## Extracted records

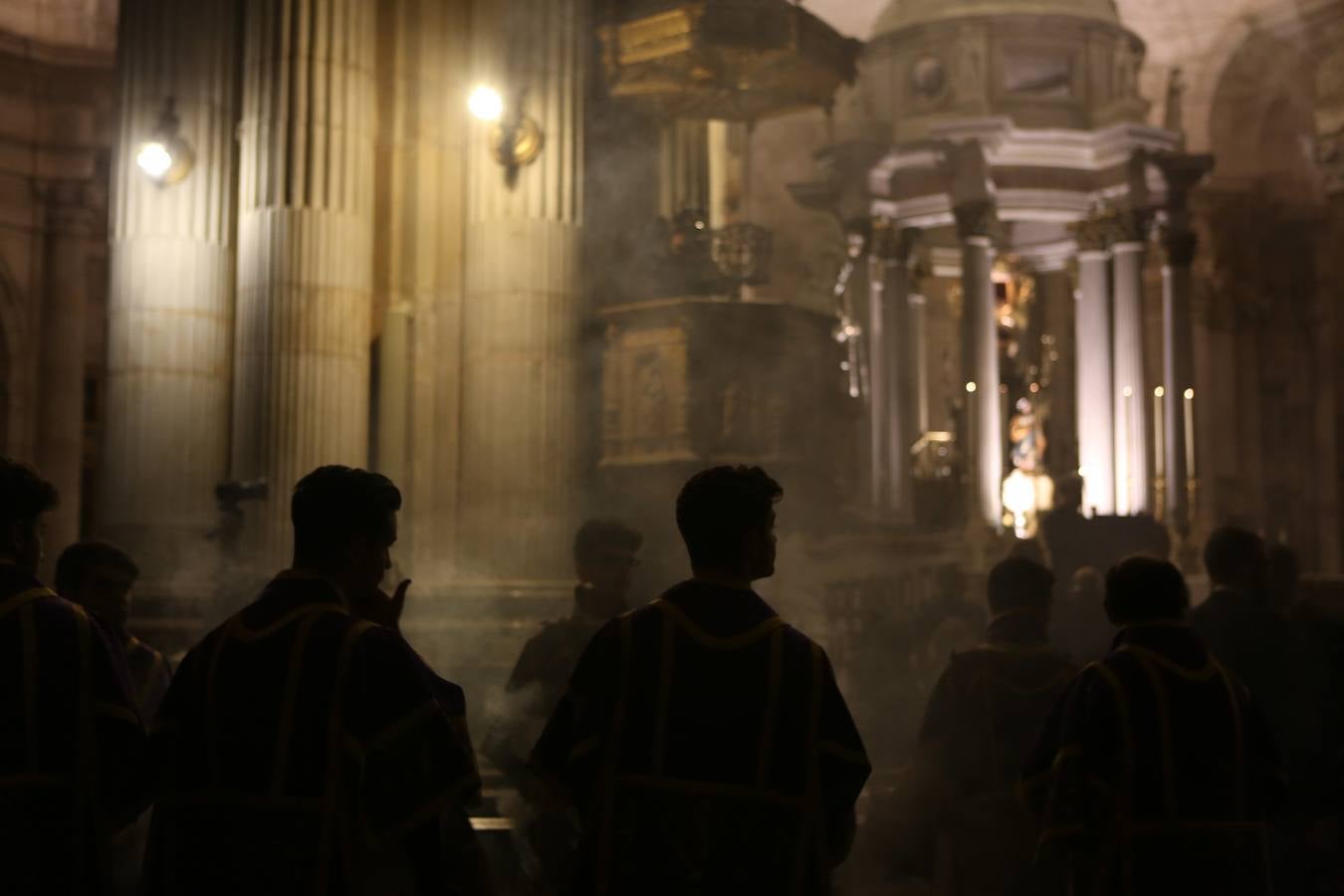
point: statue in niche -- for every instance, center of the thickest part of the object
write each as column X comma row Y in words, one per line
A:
column 971, row 68
column 1174, row 118
column 1125, row 73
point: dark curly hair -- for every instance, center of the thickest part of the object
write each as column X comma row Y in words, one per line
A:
column 718, row 507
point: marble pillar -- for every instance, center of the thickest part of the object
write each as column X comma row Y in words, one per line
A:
column 61, row 360
column 523, row 430
column 423, row 82
column 1129, row 391
column 1095, row 381
column 306, row 247
column 171, row 307
column 1179, row 243
column 980, row 364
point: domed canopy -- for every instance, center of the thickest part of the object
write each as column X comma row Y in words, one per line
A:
column 902, row 14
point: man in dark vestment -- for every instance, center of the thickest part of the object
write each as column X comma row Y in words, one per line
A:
column 980, row 724
column 703, row 739
column 1156, row 773
column 70, row 739
column 99, row 576
column 303, row 746
column 603, row 560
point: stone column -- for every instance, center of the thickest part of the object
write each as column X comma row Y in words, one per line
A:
column 306, row 204
column 61, row 360
column 1131, row 394
column 980, row 360
column 1095, row 384
column 1179, row 242
column 523, row 431
column 423, row 84
column 171, row 305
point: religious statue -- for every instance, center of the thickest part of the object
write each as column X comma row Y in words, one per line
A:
column 1175, row 115
column 1027, row 437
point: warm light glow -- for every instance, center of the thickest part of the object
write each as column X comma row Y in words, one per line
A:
column 154, row 158
column 487, row 104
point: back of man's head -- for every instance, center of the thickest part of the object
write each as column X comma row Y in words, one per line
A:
column 1018, row 583
column 1236, row 558
column 24, row 496
column 1143, row 590
column 717, row 511
column 83, row 558
column 335, row 504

## Work to be completed
Lines from the one with "point: back of" through the last line above must be printed exactly; no other line is to appear.

## Problem solution
point: back of man's head -- for every instance, center of the thickest part of the object
write each as column X comma row Y in words, one per line
A:
column 1018, row 583
column 1236, row 558
column 24, row 496
column 1143, row 590
column 717, row 511
column 83, row 558
column 335, row 504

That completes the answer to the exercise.